### Material provided
————————

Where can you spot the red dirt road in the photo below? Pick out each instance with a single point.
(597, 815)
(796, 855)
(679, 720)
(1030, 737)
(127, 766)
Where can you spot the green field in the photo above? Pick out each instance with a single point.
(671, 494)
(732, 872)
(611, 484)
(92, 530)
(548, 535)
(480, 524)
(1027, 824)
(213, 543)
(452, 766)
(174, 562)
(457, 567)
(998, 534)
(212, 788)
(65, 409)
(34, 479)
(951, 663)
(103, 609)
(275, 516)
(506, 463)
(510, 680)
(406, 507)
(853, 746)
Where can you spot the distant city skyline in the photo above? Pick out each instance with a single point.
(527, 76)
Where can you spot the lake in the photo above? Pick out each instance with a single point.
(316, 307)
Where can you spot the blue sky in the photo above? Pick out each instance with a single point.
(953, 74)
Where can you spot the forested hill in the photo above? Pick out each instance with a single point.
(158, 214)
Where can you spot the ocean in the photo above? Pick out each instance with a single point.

————————

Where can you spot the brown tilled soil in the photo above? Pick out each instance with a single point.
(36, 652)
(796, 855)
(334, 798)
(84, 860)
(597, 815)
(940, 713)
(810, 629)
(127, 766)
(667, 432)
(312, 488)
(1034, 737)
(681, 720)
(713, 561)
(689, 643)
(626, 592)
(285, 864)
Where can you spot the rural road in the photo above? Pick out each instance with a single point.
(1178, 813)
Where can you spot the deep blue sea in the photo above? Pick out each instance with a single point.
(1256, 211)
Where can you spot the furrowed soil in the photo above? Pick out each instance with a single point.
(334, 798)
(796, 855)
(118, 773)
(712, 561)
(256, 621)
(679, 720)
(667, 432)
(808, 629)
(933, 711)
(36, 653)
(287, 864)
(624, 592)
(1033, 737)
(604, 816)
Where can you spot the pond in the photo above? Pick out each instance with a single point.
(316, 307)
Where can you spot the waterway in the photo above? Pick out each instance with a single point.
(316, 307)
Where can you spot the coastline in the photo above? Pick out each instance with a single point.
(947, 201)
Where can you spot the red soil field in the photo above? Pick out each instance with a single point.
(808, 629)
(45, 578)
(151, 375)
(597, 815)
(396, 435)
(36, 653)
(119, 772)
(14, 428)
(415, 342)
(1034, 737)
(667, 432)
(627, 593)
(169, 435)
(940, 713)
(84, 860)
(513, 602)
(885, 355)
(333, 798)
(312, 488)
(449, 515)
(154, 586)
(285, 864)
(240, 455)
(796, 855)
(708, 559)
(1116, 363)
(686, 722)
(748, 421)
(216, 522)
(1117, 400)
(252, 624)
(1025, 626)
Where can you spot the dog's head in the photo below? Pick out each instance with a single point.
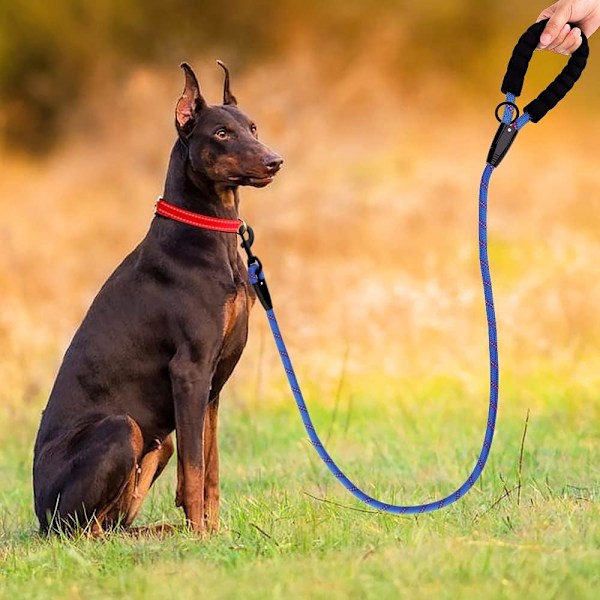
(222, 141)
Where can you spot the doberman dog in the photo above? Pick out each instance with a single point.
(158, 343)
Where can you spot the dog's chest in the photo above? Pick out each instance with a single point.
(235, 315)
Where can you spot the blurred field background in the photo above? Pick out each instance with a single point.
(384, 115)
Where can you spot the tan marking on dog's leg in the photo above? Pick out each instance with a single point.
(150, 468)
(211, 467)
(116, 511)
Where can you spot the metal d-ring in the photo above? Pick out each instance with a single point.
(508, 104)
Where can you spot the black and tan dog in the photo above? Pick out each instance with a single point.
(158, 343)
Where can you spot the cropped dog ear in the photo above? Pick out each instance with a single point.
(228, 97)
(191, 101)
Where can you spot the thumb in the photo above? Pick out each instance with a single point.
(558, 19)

————————

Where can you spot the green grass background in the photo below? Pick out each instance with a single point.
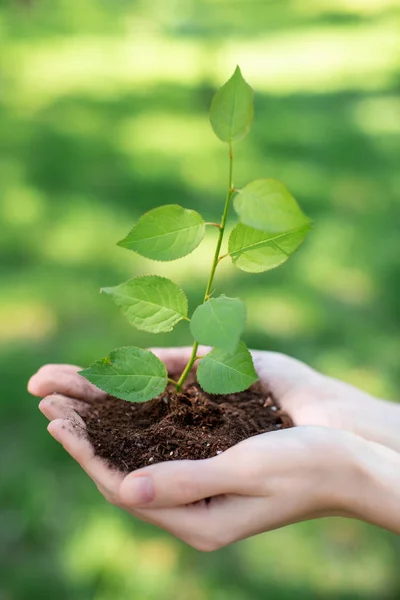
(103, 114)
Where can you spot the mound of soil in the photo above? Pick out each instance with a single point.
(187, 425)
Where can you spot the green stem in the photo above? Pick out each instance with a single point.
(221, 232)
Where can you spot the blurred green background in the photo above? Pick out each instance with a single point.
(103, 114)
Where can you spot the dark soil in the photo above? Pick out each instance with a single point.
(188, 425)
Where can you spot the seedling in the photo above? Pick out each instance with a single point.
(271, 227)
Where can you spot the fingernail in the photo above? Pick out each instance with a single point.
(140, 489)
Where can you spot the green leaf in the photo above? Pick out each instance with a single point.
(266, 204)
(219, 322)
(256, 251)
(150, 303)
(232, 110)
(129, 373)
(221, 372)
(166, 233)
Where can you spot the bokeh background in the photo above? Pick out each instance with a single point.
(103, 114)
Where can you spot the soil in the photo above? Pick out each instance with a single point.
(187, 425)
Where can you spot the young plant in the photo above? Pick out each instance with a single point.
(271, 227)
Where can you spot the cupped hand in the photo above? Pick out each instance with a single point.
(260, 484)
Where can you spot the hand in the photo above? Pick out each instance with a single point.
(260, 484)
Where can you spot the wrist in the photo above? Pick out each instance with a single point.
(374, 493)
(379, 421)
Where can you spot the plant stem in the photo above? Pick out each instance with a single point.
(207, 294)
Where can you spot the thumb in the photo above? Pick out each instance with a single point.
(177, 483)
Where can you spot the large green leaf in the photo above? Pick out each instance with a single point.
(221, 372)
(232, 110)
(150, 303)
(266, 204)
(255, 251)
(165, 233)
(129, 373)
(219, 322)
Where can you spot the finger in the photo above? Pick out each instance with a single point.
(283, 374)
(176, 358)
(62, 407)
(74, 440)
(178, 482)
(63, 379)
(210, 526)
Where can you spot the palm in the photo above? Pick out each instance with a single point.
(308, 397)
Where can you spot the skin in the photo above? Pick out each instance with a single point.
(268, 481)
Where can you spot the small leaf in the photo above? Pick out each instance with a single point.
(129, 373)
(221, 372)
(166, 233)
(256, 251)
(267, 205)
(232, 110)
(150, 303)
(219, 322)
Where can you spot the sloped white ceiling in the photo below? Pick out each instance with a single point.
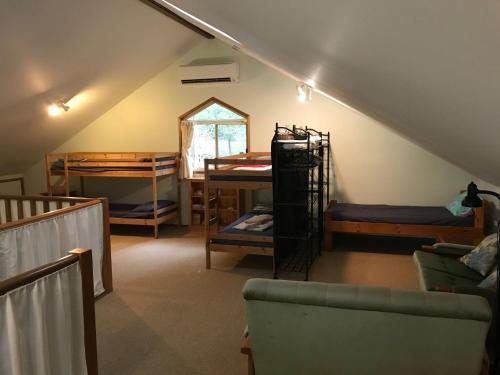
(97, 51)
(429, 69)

————————

### Brief
Put the stretch of rows from the line containing "Where can you spot the red dirt" through the line containing "Where can you spot the ocean" into a numbered list, with both of those lines included and blank lines left out.

### Written response
1. Where can you spot the red dirt road in the photo below? Pick out each instance with a single point.
2. (597, 815)
3. (796, 855)
4. (679, 720)
5. (1030, 737)
6. (127, 766)
7. Where can you spot the green field in the photo above? Pick out each instance with a single point.
8. (671, 494)
9. (732, 872)
10. (611, 484)
11. (92, 530)
12. (548, 535)
13. (480, 524)
14. (1027, 824)
15. (213, 543)
16. (452, 766)
17. (174, 562)
18. (457, 567)
19. (998, 534)
20. (212, 788)
21. (65, 409)
22. (34, 479)
23. (951, 663)
24. (103, 609)
25. (275, 516)
26. (506, 463)
27. (510, 680)
28. (406, 507)
29. (853, 746)
30. Where can you spot the distant city skyline in the photo above? Pick out each instance with a single point.
31. (527, 76)
32. Where can you spot the lake in the photo above? Pick out each instance with a single point.
33. (316, 307)
34. Where can you spot the blue sky in the photo above? Pick out each instance with a single point.
35. (953, 74)
36. Where can you spot the forested hill in the photo above? Pick out each instance with a single point.
37. (158, 214)
38. Where can you spot the ocean in the photo above? Pick out each instance with a single point.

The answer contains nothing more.